(Region labeling entries)
+++++

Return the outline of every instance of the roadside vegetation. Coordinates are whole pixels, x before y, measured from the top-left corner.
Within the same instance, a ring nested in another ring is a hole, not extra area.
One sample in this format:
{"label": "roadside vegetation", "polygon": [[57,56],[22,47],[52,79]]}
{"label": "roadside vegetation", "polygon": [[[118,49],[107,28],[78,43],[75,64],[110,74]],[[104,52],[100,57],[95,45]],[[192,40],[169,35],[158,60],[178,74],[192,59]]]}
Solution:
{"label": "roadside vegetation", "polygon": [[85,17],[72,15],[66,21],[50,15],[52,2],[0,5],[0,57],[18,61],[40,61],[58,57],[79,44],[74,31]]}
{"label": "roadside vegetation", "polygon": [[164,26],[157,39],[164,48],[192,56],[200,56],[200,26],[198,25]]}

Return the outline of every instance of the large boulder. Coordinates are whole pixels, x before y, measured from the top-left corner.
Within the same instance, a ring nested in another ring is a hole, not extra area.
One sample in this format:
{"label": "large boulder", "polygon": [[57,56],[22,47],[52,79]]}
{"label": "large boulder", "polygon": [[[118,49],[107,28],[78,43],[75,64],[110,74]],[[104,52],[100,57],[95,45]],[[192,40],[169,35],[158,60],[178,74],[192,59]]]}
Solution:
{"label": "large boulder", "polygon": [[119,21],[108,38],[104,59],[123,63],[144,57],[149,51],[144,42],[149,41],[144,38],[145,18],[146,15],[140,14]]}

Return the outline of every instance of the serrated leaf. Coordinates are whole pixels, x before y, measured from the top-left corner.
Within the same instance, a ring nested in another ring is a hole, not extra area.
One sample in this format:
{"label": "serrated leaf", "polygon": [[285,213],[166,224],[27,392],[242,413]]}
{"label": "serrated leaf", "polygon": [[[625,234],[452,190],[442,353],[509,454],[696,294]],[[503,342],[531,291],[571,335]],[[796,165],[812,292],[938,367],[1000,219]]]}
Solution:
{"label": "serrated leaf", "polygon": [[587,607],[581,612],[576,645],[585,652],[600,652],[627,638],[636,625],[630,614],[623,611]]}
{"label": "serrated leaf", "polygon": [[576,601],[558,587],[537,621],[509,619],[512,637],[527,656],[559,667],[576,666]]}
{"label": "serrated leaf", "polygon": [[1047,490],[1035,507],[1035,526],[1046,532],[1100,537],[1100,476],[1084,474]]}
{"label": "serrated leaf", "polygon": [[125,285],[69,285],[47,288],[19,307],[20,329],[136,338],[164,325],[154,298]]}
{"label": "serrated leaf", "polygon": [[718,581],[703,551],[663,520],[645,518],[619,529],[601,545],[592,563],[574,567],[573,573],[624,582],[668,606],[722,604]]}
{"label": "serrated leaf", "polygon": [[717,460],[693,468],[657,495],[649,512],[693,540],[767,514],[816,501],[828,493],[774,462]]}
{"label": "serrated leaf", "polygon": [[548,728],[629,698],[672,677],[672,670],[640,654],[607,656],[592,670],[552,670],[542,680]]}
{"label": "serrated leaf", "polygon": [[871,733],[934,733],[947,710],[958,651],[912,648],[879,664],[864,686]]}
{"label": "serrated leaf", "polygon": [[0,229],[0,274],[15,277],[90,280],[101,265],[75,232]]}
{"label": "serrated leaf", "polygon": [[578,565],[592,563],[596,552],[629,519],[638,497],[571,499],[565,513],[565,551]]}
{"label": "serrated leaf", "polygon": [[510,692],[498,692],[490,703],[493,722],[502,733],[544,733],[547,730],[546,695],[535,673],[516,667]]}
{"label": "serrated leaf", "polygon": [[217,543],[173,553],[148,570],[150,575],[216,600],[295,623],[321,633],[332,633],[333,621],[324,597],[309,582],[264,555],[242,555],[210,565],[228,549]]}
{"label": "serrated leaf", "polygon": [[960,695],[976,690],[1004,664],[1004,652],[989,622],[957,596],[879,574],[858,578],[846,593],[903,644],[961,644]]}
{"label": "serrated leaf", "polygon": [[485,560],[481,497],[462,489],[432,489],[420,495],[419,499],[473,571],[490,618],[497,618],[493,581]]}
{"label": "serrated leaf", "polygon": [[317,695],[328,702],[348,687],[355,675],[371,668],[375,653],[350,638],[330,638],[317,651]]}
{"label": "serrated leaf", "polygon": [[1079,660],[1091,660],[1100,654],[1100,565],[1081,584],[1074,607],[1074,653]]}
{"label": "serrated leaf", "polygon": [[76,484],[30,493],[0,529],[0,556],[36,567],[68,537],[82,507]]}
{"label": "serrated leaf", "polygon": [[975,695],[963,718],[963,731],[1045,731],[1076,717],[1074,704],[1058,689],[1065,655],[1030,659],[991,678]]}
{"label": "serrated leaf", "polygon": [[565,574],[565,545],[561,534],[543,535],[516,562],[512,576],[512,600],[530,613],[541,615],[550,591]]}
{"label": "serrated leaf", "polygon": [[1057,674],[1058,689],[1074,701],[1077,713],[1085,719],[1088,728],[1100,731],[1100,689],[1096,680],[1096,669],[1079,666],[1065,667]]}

+++++

= Goal of the exercise =
Pull out every line in the entries above that contains the word "Return".

= Result of this exercise =
Return the outline of every instance of the roadside vegetation. Coordinates are whole pixels, x before y, measured from the top-left corner.
Return the outline of every instance of the large boulder. Coordinates are whole pixels, x before y, measured from the top-left corner.
Return the outline of every instance of the serrated leaf. Coordinates are whole pixels, x before y, measured from the top-left corner.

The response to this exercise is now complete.